Extracted records
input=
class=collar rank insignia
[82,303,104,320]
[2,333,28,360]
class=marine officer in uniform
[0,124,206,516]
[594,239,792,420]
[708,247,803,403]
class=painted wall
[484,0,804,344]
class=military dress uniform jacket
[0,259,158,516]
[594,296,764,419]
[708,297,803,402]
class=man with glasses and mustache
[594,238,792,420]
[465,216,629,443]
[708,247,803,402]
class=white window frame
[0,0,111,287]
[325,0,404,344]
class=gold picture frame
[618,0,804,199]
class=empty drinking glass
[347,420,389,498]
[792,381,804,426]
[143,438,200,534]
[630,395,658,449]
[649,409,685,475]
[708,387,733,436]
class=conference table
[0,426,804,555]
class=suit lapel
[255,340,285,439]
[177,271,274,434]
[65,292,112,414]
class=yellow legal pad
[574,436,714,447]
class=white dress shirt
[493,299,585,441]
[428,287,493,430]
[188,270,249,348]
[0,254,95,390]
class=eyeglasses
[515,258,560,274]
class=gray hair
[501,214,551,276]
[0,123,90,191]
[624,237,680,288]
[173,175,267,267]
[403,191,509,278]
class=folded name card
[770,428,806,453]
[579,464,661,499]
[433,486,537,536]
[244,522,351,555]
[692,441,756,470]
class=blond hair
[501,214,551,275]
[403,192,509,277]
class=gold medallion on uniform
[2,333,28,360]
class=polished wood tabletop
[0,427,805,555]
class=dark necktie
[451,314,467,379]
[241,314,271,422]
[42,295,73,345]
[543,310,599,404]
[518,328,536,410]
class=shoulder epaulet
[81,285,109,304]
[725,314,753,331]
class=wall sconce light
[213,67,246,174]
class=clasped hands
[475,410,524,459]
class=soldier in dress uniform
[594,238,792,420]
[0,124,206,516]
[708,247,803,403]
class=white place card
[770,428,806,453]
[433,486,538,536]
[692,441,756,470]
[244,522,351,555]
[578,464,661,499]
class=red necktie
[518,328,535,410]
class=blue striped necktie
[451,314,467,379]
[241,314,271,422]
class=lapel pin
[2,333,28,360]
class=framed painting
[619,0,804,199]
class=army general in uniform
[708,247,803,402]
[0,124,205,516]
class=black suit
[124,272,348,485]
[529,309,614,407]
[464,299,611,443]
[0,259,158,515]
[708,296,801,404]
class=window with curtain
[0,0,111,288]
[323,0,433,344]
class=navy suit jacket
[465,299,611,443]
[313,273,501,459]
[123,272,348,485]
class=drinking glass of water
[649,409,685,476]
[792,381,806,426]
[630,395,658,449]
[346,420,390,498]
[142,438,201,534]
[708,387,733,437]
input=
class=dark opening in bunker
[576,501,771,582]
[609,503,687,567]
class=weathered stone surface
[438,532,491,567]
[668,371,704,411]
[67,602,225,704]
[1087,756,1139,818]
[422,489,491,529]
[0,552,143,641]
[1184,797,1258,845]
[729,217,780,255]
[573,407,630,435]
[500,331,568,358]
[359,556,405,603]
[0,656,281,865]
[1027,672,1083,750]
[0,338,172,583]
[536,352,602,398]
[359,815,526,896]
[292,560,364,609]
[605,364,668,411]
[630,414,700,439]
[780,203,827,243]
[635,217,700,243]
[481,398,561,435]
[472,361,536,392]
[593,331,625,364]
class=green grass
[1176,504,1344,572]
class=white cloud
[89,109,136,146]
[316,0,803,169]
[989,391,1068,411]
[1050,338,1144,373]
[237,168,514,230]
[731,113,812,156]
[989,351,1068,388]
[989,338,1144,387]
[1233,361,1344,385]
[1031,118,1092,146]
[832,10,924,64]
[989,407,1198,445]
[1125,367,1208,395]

Instructions for the task
Reproduce all of the material above line for line, without changing anything.

Complete output
input=
class=collar rank insignia
[82,303,104,320]
[2,333,28,360]
class=marine officer in uniform
[0,124,206,516]
[594,239,792,420]
[708,247,803,403]
class=painted wall
[484,0,804,344]
class=military dress uniform jacket
[0,259,158,516]
[594,296,764,419]
[708,297,803,402]
class=man with glasses and mustache
[594,238,792,420]
[465,216,629,443]
[708,247,803,402]
class=white window frame
[0,0,111,287]
[325,0,404,344]
class=gold picture frame
[618,0,804,199]
class=empty drinking glass
[347,420,389,498]
[792,381,804,426]
[143,438,200,534]
[630,395,658,449]
[649,409,685,475]
[708,387,733,436]
class=conference table
[0,426,804,555]
class=suit lapel
[255,340,285,439]
[177,271,274,434]
[65,292,112,414]
class=yellow legal pad
[574,436,714,447]
class=white dress shirt
[493,299,585,441]
[428,287,493,430]
[188,270,249,348]
[0,254,95,390]
class=eyeglasses
[515,258,560,274]
class=gray hair
[501,214,551,276]
[0,123,90,191]
[624,237,680,288]
[173,175,267,267]
[403,191,509,278]
class=folded name card
[770,428,806,453]
[579,464,661,499]
[433,486,537,536]
[244,522,351,555]
[692,441,756,470]
class=blond hair
[501,214,551,275]
[403,192,509,277]
class=gold medallion on uniform
[2,333,28,360]
class=polished wood tabletop
[0,427,805,555]
class=dark necktie
[451,314,467,379]
[241,314,271,422]
[42,295,73,345]
[543,310,599,404]
[518,328,536,410]
class=shoulder epaulet
[81,285,109,304]
[725,314,753,331]
class=wall sconce light
[213,67,246,174]
class=clasped hands
[475,410,524,459]
class=soldier in dress uniform
[594,238,792,420]
[0,124,206,516]
[708,247,803,403]
class=white place card
[770,428,806,453]
[433,486,538,536]
[692,441,756,470]
[244,522,351,555]
[578,464,661,499]
class=red necktie
[518,328,535,410]
class=blue striped necktie
[451,314,467,379]
[241,314,271,422]
class=lapel pin
[2,333,28,360]
class=framed painting
[619,0,804,199]
class=army general in uniform
[708,247,803,402]
[0,124,205,516]
class=black suit
[124,272,348,485]
[529,309,614,407]
[464,299,611,443]
[0,259,158,515]
[708,296,801,404]
class=window with curtain
[0,0,111,288]
[323,0,433,344]
class=navy suit jacket
[465,299,611,443]
[313,273,501,459]
[123,272,348,485]
class=drinking glass of water
[649,409,685,476]
[792,381,806,426]
[630,395,658,449]
[346,420,390,498]
[142,438,201,534]
[708,387,733,437]
input=
class=dark opening in bunker
[576,501,771,582]
[609,503,687,567]
class=weathered stone surface
[438,532,491,567]
[668,371,704,411]
[67,602,225,704]
[1087,756,1139,818]
[422,489,491,529]
[0,552,143,641]
[1184,797,1258,845]
[729,217,780,255]
[573,407,630,435]
[500,331,568,358]
[359,556,405,603]
[0,656,281,865]
[1027,672,1083,750]
[0,338,172,583]
[536,352,602,398]
[359,815,526,896]
[292,560,364,609]
[605,364,668,411]
[630,414,700,439]
[780,203,827,243]
[635,217,700,243]
[481,398,561,435]
[472,361,536,392]
[593,331,625,364]
class=green grass
[1176,504,1344,572]
class=white cloud
[89,109,136,146]
[316,0,803,169]
[989,391,1068,411]
[1050,338,1144,373]
[237,168,514,230]
[731,113,812,156]
[989,351,1068,388]
[989,338,1144,387]
[1233,361,1344,385]
[1031,118,1092,146]
[832,10,924,64]
[989,407,1198,445]
[1125,367,1208,395]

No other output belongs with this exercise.